#### Supplied data:
..........
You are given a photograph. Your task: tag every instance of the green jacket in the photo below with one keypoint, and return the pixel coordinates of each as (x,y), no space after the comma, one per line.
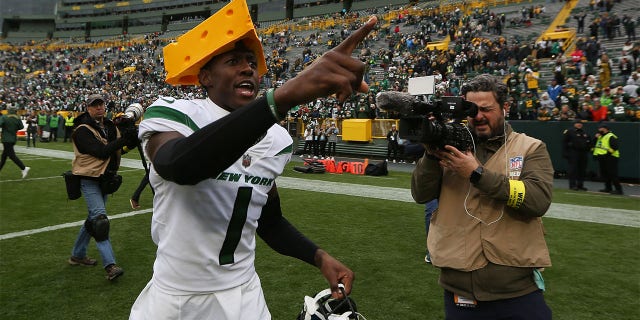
(10,125)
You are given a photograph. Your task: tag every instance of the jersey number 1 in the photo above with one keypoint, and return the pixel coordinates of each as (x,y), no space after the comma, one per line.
(234,231)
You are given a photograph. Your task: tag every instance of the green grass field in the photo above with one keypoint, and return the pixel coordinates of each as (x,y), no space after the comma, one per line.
(594,275)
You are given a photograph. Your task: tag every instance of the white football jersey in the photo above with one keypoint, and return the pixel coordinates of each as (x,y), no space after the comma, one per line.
(205,233)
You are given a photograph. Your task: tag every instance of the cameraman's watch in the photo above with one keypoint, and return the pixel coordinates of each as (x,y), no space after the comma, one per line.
(476,174)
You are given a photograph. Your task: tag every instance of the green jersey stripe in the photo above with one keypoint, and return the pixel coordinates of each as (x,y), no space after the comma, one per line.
(288,149)
(163,112)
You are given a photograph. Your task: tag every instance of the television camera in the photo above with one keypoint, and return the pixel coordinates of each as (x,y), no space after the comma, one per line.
(437,124)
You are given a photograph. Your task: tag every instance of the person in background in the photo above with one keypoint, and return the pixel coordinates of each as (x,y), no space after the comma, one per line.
(97,145)
(429,208)
(392,144)
(43,120)
(332,139)
(32,129)
(575,146)
(55,121)
(68,126)
(308,141)
(10,124)
(216,189)
(607,152)
(484,199)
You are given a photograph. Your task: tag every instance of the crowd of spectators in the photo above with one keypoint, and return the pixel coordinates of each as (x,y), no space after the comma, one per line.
(61,79)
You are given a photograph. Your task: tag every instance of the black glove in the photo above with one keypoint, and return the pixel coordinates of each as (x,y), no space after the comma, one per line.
(130,136)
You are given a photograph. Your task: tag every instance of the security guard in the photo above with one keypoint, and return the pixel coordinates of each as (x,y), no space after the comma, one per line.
(607,153)
(576,145)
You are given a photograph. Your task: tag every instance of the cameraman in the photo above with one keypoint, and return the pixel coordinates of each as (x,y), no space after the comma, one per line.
(488,240)
(97,144)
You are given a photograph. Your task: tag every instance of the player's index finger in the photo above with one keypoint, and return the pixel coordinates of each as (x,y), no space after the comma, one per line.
(349,44)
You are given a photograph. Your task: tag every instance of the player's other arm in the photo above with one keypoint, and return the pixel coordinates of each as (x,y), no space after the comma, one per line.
(210,150)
..........
#### Prompt:
What is needed is an exact copy of the data, without any pictures.

#### Exercise answer:
You are given a photograph. Your task: tag every instance of the green jacket in the photo below with one keypoint, and return the pixel coordinates of each as (x,y), no space after the comma, one per line.
(10,125)
You are given a photograph. Your task: tag every instance of the jersey number 1 in the photo above with one keypoint, and return the pixel coordinates of each as (x,y), no space after the comma, one per line.
(234,231)
You are given a photograph. Your task: tag every instance of the green grass field in the photo above with one keypoint, and return the pixel coordinates of each as (x,y), no space after the comma, one per line.
(594,275)
You are given a photograph. Your task: tag every instance of the white football jersey in the photo above with one keypoint, and return the pixel coordinates of each as (x,y), no space after the comma, one per line.
(205,233)
You are given a photograph. Your task: tag every instance of the cameraman's watch in the photo above with one keypoint, and return the pixel coordinates of each as (x,y), no space after the comma, one per line.
(476,174)
You are given a photograph. Your task: tag every instance of the green jersey stripe in the photo above with one keypoint, and return the pixel coordinates of each as (x,y), no space after the comma, one per line.
(288,149)
(163,112)
You are given a photograph. Your task: tag every instance of the television camera in the photo above with one keypoint, and return the pixel coordinates of each as (x,y), no space after the comma, one per line.
(437,124)
You are given a photograph. Your task: tag every instance of the person in background in the photo above with one keypoint, and return the pixel coordinates of each as (x,y), no space after the comma, one per line.
(97,145)
(429,208)
(392,144)
(43,120)
(332,139)
(32,129)
(575,146)
(55,121)
(68,126)
(308,141)
(10,124)
(216,189)
(607,152)
(484,199)
You are given a photograph. Your task: tag every instance of the crowd of spectators in the photo above with one keypoint, and return the pixel coordinates of each as (x,y), no space after the comma, one per line.
(61,79)
You are given a photograph. Your task: tag every instance of the black glove in the photo above with one keypoint, and return the pixel coordinates of each as (x,y), no space after the comma, one per line.
(130,136)
You are given a photograph. Your task: tag every instance of the security guard in the photo above with one keypoint, and return the pixel coordinates of each as (x,y), no space after the comma, one per line.
(607,153)
(576,145)
You are given a photograph. Your task: tag every instance of the cameraman in the photo above with one keypoint, and return the pixel coordinates of each as (x,y), no space after the comma, one per line.
(488,240)
(97,144)
You are given a photograph. Your task: tag every instance of the player's index finger in the photo above with one keypoint, and return the pixel coordinates of each as (x,y), no space after the comma, one per line.
(349,44)
You are given a photograph. Your task: tag every instance of the player's other arm in the photo above with one keypoint, and return the pixel coordinates of each as (x,y), no space after the comma, one per line.
(210,150)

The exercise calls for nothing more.